• What you will do
Reproduce the entries below verbatim, but omit any pictures from your reply.

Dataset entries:
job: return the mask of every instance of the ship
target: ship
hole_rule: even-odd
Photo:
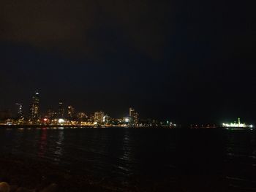
[[[234,123],[222,123],[222,127],[226,129],[232,129],[232,130],[242,130],[242,129],[253,129],[253,125],[247,125],[246,123],[241,123],[240,118],[238,118],[238,123],[236,121]]]

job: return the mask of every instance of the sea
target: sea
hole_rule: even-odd
[[[255,130],[1,128],[0,152],[124,188],[181,178],[203,183],[214,178],[230,191],[256,191]]]

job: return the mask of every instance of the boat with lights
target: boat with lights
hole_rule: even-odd
[[[238,118],[238,122],[230,123],[222,123],[222,127],[225,129],[232,129],[232,130],[244,130],[244,129],[253,129],[253,125],[247,125],[246,123],[241,123],[240,118]]]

• Written response
job: return the mask of every instance of the ship
target: ship
hole_rule: even-odd
Photo:
[[[234,123],[222,123],[222,127],[226,129],[232,129],[232,130],[242,130],[242,129],[253,129],[253,125],[247,125],[246,123],[241,123],[240,118],[238,118],[238,123],[236,121]]]

job: return the mask of every instance of the sea
target: sea
hole_rule: even-odd
[[[255,130],[1,128],[0,152],[124,188],[181,178],[203,183],[214,178],[230,191],[256,191]]]

job: return the mask of every instance of the boat with lights
target: boat with lights
hole_rule: even-odd
[[[238,118],[238,122],[230,123],[222,123],[222,127],[225,129],[232,129],[232,130],[244,130],[244,129],[253,129],[253,125],[247,125],[246,123],[241,123],[240,118]]]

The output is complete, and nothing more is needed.